O abandono afetivo está afetando muitas famílias. A ausência de afeto aos filhos, o abandono, a omissão, a falta de apoio emocional e psicológico causam graves rompimentos nos laços parentais, podendo inclusive, nascer o direito da reparação judicial pelos abalos sofridos.
Abandonar significa em termos informais, não se importar, ignorar, desprezar, se omitir em seu dever de pai e mãe. No que diz respeito à seara familiar o referido abandono pode constituir conduta tipificada no Código Penal, como por exemplos, os crimes de abandono material, abandono intelectual, ambos previstos respectivamente nos artigos 244 e 246 ou ainda, conduta “imoral” e de certa forma também ilegal, como acontece no abandono afetivo.

Trechos de dados:
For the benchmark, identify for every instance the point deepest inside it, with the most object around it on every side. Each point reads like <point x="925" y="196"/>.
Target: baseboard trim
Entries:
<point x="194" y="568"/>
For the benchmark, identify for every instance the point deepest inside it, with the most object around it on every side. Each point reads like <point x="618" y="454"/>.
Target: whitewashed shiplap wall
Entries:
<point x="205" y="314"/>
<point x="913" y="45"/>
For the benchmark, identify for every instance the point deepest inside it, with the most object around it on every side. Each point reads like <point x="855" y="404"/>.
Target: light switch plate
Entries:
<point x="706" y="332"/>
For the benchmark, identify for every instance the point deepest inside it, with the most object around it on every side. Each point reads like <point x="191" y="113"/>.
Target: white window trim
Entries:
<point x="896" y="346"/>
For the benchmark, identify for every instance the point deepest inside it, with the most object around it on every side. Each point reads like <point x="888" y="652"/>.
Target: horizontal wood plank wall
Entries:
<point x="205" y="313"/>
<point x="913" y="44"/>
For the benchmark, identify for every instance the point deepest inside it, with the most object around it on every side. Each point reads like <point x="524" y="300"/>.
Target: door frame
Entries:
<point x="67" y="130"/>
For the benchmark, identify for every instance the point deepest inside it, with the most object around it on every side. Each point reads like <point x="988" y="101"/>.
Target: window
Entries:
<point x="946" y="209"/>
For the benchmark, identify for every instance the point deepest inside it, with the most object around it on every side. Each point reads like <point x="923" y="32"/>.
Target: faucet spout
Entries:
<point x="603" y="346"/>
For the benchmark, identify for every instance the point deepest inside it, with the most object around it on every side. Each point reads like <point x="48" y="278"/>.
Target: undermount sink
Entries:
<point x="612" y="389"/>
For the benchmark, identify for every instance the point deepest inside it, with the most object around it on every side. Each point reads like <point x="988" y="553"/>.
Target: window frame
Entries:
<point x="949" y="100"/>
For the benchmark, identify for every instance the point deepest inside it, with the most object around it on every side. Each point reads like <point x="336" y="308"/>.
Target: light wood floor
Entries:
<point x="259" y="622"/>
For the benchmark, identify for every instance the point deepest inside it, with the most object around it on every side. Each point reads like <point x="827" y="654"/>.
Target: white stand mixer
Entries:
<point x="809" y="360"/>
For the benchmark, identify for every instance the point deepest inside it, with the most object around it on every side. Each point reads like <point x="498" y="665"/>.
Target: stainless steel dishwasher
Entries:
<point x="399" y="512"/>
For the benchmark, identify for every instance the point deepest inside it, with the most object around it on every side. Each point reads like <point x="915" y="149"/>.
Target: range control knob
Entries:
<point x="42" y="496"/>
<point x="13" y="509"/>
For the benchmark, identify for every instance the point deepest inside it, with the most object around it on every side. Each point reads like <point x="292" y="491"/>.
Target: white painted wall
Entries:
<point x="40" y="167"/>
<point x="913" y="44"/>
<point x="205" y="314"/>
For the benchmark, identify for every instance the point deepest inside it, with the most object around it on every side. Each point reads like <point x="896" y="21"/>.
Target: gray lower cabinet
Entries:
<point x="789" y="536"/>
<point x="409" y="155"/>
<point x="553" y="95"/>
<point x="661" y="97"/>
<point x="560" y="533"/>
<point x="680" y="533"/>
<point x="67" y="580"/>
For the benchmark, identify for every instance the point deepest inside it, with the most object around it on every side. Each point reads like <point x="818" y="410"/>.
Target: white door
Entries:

Tarefas:
• a. De acordo com o texto sobre abandono afetivo, em quais artigos do Código Penal estão previstos os crimes de abandono material e de abandono intelectual?
• b. Transcreva o trecho do texto sobre abandono afetivo que vai de "Abandonar significa em" até "no abandono afetivo.".

Exercício resolvido:
• a. Nos artigos 244 e 246, respectivamente.

• b.
Abandonar significa em termos informais, não se importar, ignorar, desprezar, se omitir em seu dever de pai e mãe. No que diz respeito à seara familiar o referido abandono pode constituir conduta tipificada no Código Penal, como por exemplos, os crimes de abandono material, abandono intelectual, ambos previstos respectivamente nos artigos 244 e 246 ou ainda, conduta “imoral” e de certa forma também ilegal, como acontece no abandono afetivo.